_REQUEST_
Recast the rows as a numbered list, from the first line through the line containing "M476 13L448 0L425", and omit any blank lines.

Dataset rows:

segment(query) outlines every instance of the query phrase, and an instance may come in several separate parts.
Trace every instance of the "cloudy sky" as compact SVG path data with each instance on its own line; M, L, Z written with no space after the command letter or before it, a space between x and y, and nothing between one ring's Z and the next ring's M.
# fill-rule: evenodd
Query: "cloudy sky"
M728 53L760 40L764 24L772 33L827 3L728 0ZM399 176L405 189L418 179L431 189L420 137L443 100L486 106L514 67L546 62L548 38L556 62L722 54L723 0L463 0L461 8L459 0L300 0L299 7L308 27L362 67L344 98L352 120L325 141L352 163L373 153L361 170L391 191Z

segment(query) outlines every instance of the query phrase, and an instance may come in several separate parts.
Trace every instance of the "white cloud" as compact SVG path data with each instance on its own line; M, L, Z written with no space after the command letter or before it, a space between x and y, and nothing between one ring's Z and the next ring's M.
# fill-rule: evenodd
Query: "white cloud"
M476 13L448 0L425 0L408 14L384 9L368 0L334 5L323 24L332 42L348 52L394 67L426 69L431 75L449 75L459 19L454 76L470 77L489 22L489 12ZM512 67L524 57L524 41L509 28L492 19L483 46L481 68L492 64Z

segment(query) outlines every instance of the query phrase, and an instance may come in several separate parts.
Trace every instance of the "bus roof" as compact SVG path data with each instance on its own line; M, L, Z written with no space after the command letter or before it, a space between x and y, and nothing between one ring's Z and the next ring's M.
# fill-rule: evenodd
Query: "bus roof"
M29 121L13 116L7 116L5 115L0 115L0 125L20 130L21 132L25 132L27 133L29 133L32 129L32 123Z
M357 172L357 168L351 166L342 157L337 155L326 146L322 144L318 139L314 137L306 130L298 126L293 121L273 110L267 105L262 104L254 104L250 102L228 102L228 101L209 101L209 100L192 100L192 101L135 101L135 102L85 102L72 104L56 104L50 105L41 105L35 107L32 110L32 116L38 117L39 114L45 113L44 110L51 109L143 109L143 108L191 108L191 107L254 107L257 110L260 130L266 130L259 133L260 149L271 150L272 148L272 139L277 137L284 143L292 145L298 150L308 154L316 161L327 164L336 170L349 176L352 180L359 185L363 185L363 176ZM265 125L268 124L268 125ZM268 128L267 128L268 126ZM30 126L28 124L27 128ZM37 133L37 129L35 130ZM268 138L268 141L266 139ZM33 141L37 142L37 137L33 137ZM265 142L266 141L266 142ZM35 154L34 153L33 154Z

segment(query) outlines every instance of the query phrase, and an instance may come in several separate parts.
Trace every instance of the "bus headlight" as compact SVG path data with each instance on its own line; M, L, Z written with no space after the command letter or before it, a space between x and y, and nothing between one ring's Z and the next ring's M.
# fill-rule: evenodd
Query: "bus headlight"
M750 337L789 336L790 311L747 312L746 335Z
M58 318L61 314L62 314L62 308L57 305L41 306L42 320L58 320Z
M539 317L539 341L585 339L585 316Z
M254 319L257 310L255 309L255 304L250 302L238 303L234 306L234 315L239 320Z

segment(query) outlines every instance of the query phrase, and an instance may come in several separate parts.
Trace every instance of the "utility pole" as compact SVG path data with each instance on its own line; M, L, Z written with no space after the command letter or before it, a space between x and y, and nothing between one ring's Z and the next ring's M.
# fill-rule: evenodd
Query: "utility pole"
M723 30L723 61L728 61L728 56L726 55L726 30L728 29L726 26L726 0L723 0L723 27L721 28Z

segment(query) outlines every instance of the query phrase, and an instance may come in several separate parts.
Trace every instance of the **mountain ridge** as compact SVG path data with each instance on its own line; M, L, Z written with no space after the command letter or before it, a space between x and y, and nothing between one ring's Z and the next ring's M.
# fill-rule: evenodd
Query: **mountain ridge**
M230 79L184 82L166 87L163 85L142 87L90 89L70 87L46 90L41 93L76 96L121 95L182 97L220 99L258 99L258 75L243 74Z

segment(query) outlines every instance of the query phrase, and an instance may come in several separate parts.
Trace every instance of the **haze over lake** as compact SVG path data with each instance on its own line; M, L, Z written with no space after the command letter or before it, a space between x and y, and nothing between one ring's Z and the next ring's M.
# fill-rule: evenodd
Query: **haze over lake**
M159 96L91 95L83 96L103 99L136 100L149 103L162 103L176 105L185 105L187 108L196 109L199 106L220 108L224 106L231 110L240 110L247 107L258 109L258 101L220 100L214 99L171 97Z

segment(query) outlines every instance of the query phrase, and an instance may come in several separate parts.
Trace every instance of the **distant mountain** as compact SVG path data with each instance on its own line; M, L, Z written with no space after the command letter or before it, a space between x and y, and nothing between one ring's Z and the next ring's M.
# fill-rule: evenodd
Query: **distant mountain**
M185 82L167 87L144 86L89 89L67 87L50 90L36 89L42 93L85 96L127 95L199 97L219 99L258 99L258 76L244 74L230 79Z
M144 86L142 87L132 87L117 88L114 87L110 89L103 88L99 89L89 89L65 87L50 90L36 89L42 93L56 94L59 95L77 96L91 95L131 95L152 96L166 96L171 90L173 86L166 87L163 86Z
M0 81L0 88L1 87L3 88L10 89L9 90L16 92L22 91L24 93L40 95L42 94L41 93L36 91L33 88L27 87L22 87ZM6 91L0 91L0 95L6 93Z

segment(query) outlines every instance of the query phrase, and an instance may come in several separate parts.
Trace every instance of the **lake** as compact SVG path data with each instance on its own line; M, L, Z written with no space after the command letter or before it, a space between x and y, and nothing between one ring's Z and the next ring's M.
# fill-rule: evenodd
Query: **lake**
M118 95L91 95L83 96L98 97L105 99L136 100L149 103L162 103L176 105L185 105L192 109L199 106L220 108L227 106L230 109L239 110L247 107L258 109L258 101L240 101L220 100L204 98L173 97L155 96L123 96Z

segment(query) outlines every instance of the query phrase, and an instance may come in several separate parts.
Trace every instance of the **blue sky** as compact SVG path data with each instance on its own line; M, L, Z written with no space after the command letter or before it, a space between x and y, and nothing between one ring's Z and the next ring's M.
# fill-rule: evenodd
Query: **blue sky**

_FULL ANSWER_
1. segment(query) outlines every instance of the query phrase, and an instance may come in several separate parts.
2. Trace every instance of the "cloudy sky" as compact SVG path data with each instance on its own line; M, L, Z written with no space after the command letter or before it, a space between x and y, and nothing between one ring's Z and the next ring's M.
3. # fill-rule: evenodd
4. Query: "cloudy sky"
5. M728 53L760 40L764 24L772 33L827 3L728 0ZM399 176L405 189L418 179L431 189L420 137L443 100L486 106L514 67L546 62L548 38L556 62L722 54L723 0L463 0L461 8L459 0L300 0L299 7L308 27L362 67L344 98L352 120L325 141L352 163L373 153L361 170L391 191Z
6. segment(query) outlines every instance of the query phrase, and an instance may come in several separate parts.
7. Trace every instance of the "white cloud" as compact SVG path data with each instance on its own line; M, L, Z written with no space after the command letter or before it, a space between x and y, and nothing between one ring's Z and the next ring's M.
8. # fill-rule: evenodd
9. Query: "white cloud"
10. M476 13L448 0L425 0L408 14L384 9L368 0L334 5L323 24L332 42L348 52L394 67L426 69L431 75L449 75L459 19L454 76L470 77L489 22L489 12ZM512 67L524 57L524 41L509 28L492 19L483 46L481 68L492 64Z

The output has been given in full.